Source text:
BEGIN
Geothermal power in the Philippines is the country's second largest source of renewable energy, and the fifth largest source of energy overall. Among sources of renewable energy, it is second only to hydroelectric power, although both sources are surpassed by the amount of energy drawn from coal, oil, and natural gas in that order.

The Philippines is one of the world's top producers of geothermal power, owing to its location along the Ring of Fire zone of Pacific volcanoes. The Geothermal Education Office and a 1980 article titled "The Philippines geothermal success story" by Rudolph J. Birsic published in the journal Geothermal Energy noted the remarkable geothermal resources of the Philippines. During the World Geothermal Congress held in 2000 in Beppu, Ōita Prefecture of Japan, it was reported that the Philippines is the largest consumer of electricity from geothermal sources and highlighted the potential role of geothermal energy in developing countries.

According to a 2015 study by Bertani, the Philippines ranks second to the United States worldwide in producing geothermal energy. The study notes that in 2015, the US had a capacity of 3450 megawatts from geothermal power, while the Philippines had a capacity of 1870 megawatts. The Philippines was then followed by Indonesia, which had 1340 MWe.

Early statistics from the Institute for Green Resources and Environment stated that Philippine geothermal energy provides 16% of the country's electricity. By 2005, geothermal energy accounted for 17.5% of the country's electricity production. More recent statistics from the IGA show that combined energy from the nation's six geothermal fields, located in the islands of Luzon, Leyte, Negros and Mindanao, still accounts for approximately 17% of the country's electricity generation.

In September 2025, the National Geothermal Association of the Philippines (NGAP) announced its 6th International Geothermal Conference aimed at promoting sustainable geothermal energy development.

== Geothermal power plants in the Philippines==
Leyte island is where the first geothermal power plant, a 3 megawatt wellhead unit, started operations in July 1977. Larger-scale commercial production of geothermal power began in 1979 with the commissioning of a 110-megawatt plant at Tiwi field in Albay province. IGA figures as of December 2009 show the nation's installed geothermal capacity stands at 1904 megawatts, with gross generation of 10,311 gigawatt-hrs for all of 2009, representing 17% of the nation's total power generation mix.
END
Exercise brief:
Continue the text on geothermal power in the Philippines from the point where it ends.

Information shown:
BEGIN
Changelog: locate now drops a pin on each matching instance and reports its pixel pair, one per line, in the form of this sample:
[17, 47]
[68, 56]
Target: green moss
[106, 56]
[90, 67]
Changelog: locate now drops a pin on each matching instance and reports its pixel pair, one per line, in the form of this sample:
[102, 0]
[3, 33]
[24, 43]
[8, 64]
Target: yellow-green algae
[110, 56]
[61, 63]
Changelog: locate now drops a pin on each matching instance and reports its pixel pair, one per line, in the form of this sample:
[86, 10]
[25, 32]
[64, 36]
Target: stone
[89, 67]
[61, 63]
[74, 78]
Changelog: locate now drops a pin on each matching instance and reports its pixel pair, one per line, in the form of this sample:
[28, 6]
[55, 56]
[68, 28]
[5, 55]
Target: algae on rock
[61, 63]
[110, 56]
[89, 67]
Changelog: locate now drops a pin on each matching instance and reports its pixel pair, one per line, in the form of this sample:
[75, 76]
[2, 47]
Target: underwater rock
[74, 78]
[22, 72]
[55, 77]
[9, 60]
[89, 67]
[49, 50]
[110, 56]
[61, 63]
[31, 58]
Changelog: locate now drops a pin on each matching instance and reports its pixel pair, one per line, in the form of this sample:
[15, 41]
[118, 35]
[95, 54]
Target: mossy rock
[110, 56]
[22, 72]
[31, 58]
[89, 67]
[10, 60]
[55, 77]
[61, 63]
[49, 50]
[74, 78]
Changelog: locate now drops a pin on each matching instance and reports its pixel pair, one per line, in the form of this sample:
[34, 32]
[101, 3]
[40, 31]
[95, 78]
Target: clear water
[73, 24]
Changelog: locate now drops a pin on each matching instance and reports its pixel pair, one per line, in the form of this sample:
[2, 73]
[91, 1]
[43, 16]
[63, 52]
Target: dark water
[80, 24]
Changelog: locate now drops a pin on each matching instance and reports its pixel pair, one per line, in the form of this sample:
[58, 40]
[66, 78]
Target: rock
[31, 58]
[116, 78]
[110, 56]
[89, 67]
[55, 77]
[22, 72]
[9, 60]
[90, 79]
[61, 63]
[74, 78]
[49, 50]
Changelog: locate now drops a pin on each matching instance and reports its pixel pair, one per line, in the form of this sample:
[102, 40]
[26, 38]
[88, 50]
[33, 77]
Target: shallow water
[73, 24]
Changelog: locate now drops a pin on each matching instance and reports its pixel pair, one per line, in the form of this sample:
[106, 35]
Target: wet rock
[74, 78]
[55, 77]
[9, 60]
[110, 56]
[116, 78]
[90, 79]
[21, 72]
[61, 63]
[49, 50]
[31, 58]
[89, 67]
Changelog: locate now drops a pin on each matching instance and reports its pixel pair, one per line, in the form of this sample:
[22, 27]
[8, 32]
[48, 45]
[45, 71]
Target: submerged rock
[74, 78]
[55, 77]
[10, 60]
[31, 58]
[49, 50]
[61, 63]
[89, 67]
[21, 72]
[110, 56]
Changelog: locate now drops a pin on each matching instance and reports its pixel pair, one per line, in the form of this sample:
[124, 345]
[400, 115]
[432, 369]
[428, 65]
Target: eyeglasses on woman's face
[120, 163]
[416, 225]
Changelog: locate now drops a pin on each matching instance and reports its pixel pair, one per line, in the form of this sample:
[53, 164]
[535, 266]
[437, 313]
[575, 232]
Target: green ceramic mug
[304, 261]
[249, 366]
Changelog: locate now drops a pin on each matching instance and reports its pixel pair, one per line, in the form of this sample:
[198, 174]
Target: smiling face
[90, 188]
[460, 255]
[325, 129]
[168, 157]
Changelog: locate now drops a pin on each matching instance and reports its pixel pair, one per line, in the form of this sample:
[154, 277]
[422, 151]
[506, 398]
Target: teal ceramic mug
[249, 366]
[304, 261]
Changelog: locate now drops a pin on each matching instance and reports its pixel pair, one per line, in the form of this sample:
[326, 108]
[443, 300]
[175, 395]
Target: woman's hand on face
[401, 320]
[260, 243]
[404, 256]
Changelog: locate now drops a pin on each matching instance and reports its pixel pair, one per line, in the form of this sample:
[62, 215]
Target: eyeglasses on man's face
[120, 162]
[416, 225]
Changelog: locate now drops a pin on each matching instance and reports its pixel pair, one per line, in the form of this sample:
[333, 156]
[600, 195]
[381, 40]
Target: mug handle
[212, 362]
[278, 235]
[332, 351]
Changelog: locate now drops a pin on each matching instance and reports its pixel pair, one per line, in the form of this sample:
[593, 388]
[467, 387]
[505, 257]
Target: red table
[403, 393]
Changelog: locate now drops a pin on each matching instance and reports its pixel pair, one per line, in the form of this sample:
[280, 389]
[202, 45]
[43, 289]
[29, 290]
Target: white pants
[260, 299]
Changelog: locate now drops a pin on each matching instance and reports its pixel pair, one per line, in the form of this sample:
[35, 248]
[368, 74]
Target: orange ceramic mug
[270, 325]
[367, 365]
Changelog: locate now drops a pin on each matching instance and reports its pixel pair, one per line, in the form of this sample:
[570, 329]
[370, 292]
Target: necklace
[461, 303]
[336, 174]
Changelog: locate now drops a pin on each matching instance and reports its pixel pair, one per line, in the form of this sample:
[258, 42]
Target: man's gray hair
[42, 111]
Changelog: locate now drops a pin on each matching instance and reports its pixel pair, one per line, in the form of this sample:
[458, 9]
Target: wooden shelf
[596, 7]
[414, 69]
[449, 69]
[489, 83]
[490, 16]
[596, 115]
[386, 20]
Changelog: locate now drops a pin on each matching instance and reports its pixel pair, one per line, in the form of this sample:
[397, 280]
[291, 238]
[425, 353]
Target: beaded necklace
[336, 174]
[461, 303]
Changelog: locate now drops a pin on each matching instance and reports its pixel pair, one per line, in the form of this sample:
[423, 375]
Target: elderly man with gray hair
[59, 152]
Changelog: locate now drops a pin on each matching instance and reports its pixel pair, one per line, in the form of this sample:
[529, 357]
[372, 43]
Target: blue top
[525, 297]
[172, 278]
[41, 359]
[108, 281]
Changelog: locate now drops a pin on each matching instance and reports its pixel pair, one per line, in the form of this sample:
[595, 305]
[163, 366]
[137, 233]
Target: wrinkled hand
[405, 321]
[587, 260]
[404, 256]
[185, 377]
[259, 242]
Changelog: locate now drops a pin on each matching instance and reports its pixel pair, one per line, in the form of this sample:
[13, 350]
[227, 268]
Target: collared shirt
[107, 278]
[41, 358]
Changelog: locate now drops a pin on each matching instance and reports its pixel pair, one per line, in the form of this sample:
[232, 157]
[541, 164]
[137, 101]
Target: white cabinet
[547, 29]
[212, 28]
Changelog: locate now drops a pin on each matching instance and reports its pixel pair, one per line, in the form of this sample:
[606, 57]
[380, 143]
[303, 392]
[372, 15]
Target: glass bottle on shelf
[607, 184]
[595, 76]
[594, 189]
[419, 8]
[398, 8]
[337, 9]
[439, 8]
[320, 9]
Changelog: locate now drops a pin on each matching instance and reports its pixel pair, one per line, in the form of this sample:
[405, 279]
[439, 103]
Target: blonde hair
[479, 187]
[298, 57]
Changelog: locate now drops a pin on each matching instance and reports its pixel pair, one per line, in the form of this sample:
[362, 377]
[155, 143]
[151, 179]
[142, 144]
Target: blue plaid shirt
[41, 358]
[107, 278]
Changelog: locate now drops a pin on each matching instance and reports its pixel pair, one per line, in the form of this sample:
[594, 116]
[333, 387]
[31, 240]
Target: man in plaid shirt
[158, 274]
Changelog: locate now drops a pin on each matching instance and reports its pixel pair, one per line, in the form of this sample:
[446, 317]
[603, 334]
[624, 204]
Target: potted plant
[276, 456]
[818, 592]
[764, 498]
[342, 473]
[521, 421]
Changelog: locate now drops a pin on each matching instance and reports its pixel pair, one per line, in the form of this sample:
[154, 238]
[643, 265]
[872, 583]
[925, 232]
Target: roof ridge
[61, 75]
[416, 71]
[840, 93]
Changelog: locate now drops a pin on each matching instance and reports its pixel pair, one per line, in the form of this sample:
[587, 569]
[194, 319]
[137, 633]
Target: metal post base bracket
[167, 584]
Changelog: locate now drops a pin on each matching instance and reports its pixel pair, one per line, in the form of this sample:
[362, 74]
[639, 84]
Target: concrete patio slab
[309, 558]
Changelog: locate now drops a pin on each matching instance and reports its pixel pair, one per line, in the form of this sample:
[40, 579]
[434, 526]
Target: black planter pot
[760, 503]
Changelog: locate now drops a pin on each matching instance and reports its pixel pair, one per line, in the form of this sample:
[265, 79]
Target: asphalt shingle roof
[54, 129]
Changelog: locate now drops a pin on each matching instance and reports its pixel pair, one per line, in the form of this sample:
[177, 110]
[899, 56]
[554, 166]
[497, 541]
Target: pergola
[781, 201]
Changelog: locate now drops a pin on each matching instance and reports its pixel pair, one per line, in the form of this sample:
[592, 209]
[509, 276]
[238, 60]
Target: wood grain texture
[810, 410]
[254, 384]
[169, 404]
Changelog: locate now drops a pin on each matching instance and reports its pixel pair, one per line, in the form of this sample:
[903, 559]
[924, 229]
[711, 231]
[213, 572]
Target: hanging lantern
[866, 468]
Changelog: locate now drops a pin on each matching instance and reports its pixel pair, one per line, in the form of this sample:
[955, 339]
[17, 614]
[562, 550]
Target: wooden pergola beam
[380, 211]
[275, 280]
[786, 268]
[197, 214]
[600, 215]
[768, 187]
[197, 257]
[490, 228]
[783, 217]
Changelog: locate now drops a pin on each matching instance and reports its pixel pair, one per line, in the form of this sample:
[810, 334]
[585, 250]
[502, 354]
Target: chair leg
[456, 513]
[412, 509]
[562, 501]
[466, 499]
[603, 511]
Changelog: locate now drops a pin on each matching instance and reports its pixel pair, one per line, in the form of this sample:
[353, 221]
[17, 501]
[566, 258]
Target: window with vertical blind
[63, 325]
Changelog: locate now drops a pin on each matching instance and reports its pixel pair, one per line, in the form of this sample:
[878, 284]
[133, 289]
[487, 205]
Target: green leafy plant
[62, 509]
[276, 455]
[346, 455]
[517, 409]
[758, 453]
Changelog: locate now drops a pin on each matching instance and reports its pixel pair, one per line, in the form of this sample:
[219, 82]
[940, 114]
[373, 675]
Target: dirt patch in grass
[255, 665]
END
Answer area:
As of 2017, the International Renewable Energy Agency estimated the Philippines' net installed geothermal energy capacity at 1.9 gigawatts (GW)—out of the global geothermal installed capacity of 12.7 GW—ranking behind the United States (2.5 GW) and ahead of Indonesia (1.5 GW). By the end of 2024 the Philippines' installed geothermal capacity had reached about 1,984 MW (roughly 2.0 GW), but it had slipped to third place worldwide as Indonesia (about 2,653 MW) overtook it for second; the United States (about 3,937 MW) remained the largest producer. Global installed geothermal power capacity stood at around 15 GW at the end of 2024. It also estimates that the country can potentially generate 2.1 GW from geothermal sources by 2025.

The country commissioned the 12-megawatt Maibarara Geothermal Power Plant-2 on March 9, 2018, in Santo Tomas, Batangas.

== Ownership of geothermal projects ==
Prior to 2020, foreign investments in geothermal projects were limited by a constitutional provision which limited foreign ownership of public utilities in the Philippines to 40 percent. On October 20, 2020, however, a modification of the implementing rules and regulations of the Renewable Energy Act of 2008 allowed an exception in the case of financial or technical agreements covering the large-scale exploration, development, and utilization of such resources, effectively allowing 100% ownership of any geothermal projects whose initial investment costs are over $50 million.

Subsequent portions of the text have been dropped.